▶ [Aufgaben]
- 1) Fasse im Text über historische Bärenmarktrallys den Absatz, der mit „Auch wenn keine Krise wie die andere verläuft“ beginnt, kürzer als Liste zusammen und behalte dabei seine wesentlichen Fakten bei.
- 2) Gib aus dem Dokumenttext den Abschnitt von „Auch wenn keine“ bis einschließlich „Drittel an Wert.“ wortgetreu wieder.

▶ [Dokumenttext]
++++
Historische Bärenmarktrallys

Auch wenn keine Krise wie die andere verläuft, können historische Ereignisse doch helfen, das aktuelle Geschehen einzuordnen. Bärenmarktrallys gab es in der Vergangenheit bei praktisch jeder großen Börsenkrise. Gemeint ist damit eine (deutliche) Kurserholung im Rahmen einer übergeordneten Abwärtsbewegung. So stürzte etwa der Dax zwischen September und Oktober 2008 um 39 Prozent ab, um sich anschließend bis November um 32 Prozent zu erholen. Bis zum Tief im März 2009 ging es dann noch einmal 24 Prozent nach unten. Ein weiteres Beispiel: Nach dem Platzen der Tech-Blase und den Terroranschlägen von 9/11 hatte der Dax bis September 2001 stolze 56 Prozent verloren. Darauf folgte eine Erholung um mehr als 50 Prozent. Bis zum endgültigen Tief im März 2003 folgte jedoch ein weiterer Absturz und der Index verlor fast zwei Drittel an Wert.
++++
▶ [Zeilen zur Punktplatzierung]
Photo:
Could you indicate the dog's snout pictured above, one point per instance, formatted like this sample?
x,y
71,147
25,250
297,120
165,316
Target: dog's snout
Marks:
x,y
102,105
++++
▶ [Lösungen]
- 1)
- Historische Ereignisse helfen, das aktuelle Geschehen einzuordnen, auch wenn jede Krise anders verläuft.
- Bärenmarktrallys, also deutliche Kurserholungen innerhalb einer übergeordneten Abwärtsbewegung, gab es bei praktisch jeder großen Börsenkrise.
- 2008/2009: Der Dax fiel von September bis Oktober 2008 um 39 Prozent, erholte sich bis November um 32 Prozent und sank bis zum Tief im März 2009 nochmals um 24 Prozent.
- 2001 bis 2003: Nach dem Platzen der Tech-Blase und 9/11 verlor der Dax bis September 2001 56 Prozent und erholte sich danach um mehr als 50 Prozent. Bis zum endgültigen Tief im März 2003 verlor der Index anschließend fast zwei Drittel an Wert.

- 2)
Auch wenn keine Krise wie die andere verläuft, können historische Ereignisse doch helfen, das aktuelle Geschehen einzuordnen. Bärenmarktrallys gab es in der Vergangenheit bei praktisch jeder großen Börsenkrise. Gemeint ist damit eine (deutliche) Kurserholung im Rahmen einer übergeordneten Abwärtsbewegung. So stürzte etwa der Dax zwischen September und Oktober 2008 um 39 Prozent ab, um sich anschließend bis November um 32 Prozent zu erholen. Bis zum Tief im März 2009 ging es dann noch einmal 24 Prozent nach unten. Ein weiteres Beispiel: Nach dem Platzen der Tech-Blase und den Terroranschlägen von 9/11 hatte der Dax bis September 2001 stolze 56 Prozent verloren. Darauf folgte eine Erholung um mehr als 50 Prozent. Bis zum endgültigen Tief im März 2003 folgte jedoch ein weiterer Absturz und der Index verlor fast zwei Drittel an Wert.